The required answer is a copy of each line in the entries below that includes "weeds".

Natural-language object grounding data:
######
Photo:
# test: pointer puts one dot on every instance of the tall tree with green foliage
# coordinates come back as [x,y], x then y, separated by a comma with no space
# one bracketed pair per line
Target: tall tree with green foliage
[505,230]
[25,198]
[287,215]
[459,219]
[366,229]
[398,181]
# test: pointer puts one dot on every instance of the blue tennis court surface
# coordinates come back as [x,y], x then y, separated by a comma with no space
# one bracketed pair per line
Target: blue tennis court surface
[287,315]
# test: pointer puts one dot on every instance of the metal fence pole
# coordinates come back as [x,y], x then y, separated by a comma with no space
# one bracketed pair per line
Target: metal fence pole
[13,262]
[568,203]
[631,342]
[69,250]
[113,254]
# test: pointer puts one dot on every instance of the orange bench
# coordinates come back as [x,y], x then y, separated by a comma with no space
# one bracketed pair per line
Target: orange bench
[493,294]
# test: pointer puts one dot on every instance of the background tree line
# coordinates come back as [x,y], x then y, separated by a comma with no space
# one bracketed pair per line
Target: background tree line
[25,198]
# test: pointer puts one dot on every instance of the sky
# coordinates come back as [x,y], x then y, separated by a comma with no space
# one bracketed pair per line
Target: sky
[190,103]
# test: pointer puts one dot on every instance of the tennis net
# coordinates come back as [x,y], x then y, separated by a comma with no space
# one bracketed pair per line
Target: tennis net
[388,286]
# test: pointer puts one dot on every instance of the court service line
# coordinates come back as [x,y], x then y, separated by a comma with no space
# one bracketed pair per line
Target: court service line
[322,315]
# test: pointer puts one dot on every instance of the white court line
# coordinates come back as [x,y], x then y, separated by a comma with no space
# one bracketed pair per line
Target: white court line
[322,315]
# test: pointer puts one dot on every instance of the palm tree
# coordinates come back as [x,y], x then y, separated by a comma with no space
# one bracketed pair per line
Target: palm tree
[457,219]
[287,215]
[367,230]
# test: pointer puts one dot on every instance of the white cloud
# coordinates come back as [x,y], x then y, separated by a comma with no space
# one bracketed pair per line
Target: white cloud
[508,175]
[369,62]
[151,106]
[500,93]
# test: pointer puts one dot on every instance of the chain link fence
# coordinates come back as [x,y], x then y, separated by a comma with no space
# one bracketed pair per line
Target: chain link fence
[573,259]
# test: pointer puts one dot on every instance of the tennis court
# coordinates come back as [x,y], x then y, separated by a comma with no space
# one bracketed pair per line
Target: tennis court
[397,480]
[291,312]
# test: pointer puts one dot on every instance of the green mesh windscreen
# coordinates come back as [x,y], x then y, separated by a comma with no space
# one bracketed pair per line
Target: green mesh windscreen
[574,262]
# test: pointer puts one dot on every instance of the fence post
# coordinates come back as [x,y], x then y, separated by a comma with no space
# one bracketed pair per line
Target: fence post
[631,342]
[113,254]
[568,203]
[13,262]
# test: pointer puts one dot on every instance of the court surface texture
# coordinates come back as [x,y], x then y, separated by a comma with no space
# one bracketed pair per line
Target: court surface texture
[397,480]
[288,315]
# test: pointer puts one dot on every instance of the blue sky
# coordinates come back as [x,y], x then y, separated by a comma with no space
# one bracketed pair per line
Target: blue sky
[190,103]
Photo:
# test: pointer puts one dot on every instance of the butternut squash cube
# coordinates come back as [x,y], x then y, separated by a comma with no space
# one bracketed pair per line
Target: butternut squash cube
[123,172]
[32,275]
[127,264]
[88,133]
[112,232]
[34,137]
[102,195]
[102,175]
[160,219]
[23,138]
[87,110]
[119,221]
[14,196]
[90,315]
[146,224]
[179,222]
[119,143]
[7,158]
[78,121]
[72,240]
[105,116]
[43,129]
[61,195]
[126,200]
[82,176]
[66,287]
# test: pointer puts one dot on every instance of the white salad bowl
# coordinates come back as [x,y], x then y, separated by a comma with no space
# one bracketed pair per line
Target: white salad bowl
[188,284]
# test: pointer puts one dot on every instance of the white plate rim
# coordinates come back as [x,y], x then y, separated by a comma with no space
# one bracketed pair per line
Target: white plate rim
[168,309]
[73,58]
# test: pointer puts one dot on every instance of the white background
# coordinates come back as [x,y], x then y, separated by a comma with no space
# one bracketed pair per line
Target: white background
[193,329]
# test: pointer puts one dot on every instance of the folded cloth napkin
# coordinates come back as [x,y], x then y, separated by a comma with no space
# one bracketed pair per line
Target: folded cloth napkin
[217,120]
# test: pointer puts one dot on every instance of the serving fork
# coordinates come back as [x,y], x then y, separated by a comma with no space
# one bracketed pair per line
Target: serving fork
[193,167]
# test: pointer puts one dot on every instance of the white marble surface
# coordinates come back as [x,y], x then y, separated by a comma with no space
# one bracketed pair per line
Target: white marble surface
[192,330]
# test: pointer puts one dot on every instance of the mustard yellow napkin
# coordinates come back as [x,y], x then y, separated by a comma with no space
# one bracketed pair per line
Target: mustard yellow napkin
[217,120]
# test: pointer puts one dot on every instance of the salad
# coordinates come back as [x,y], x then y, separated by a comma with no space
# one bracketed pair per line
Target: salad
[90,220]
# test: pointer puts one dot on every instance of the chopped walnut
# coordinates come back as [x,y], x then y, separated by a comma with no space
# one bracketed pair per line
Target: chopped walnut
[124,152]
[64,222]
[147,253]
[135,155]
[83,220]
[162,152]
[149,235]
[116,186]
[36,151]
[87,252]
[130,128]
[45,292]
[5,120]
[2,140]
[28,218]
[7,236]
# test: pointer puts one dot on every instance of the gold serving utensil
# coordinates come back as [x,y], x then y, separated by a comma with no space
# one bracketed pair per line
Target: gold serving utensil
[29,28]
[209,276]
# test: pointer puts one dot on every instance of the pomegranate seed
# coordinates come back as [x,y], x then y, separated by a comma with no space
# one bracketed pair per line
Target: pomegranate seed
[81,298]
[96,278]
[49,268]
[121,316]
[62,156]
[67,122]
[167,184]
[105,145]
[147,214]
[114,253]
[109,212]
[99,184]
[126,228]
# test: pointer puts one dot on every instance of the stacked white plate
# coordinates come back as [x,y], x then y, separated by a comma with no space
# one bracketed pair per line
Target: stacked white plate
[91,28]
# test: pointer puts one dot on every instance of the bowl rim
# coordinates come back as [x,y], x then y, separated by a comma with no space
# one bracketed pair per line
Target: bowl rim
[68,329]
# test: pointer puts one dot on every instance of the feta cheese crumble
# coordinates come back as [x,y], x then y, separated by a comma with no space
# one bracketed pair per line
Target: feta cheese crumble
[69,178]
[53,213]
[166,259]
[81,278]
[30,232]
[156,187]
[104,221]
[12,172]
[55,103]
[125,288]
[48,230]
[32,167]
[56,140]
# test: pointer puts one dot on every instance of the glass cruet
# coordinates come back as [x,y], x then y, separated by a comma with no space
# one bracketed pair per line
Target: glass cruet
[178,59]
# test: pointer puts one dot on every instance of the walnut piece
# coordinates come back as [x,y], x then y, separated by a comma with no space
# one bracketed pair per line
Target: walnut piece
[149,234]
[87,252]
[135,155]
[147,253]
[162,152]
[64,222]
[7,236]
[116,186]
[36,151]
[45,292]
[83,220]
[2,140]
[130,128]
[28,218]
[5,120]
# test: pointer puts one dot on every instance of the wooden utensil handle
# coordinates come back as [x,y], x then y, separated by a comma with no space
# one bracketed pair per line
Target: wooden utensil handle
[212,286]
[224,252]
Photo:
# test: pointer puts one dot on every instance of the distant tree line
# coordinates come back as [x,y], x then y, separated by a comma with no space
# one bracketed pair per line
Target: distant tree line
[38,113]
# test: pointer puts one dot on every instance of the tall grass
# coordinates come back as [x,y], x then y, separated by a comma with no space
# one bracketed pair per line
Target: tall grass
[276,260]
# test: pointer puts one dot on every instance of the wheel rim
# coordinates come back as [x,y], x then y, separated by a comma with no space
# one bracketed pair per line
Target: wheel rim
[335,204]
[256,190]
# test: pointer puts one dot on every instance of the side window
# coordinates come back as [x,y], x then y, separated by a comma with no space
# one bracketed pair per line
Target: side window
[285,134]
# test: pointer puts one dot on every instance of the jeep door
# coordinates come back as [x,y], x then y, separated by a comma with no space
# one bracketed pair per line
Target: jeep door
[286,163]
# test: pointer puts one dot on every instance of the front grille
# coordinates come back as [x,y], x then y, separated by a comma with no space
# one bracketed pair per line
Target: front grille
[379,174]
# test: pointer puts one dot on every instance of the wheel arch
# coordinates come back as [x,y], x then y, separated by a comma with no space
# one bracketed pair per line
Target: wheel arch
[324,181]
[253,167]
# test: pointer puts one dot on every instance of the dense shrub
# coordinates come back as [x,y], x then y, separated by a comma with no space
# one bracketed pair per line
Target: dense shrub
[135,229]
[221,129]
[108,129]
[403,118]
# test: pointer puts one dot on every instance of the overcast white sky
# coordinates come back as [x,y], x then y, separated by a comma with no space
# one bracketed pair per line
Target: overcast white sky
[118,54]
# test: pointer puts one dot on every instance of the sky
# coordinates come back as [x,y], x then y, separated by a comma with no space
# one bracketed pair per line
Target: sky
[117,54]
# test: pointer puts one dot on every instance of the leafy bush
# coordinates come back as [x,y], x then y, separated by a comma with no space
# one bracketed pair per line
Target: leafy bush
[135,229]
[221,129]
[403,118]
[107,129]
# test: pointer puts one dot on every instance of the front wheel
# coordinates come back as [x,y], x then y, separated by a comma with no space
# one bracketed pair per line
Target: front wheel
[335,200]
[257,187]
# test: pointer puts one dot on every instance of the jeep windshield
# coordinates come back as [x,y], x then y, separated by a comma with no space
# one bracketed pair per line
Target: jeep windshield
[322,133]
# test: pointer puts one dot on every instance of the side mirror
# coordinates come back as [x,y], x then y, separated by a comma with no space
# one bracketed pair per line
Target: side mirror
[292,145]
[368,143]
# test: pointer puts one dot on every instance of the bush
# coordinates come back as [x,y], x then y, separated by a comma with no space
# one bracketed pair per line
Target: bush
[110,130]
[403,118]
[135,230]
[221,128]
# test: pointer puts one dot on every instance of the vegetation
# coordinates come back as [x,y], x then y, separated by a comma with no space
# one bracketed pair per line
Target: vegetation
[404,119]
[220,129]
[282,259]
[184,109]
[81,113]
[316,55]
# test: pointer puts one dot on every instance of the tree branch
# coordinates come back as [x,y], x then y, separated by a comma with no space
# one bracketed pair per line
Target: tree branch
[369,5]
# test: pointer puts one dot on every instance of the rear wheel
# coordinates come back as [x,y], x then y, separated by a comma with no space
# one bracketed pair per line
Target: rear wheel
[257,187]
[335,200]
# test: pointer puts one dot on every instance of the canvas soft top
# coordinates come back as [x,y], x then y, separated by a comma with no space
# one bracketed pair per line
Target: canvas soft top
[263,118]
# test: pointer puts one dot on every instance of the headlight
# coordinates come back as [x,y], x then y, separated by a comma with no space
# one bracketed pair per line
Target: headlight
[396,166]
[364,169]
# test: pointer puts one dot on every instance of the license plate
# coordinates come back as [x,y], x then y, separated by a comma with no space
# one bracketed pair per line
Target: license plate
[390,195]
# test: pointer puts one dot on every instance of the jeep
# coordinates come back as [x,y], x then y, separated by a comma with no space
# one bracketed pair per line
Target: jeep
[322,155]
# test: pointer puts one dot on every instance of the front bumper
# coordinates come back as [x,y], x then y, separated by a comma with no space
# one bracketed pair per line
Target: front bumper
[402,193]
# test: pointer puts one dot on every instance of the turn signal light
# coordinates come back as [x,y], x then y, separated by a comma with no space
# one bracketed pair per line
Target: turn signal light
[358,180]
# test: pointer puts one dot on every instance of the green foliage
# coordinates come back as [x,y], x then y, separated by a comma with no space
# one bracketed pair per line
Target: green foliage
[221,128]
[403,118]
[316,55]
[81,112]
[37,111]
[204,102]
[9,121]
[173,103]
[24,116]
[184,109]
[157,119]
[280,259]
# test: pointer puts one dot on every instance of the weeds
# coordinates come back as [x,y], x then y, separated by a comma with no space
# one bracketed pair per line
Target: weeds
######
◆ EXPECTED OUTPUT:
# test: pointer puts one dot on every instance of the weeds
Target: weeds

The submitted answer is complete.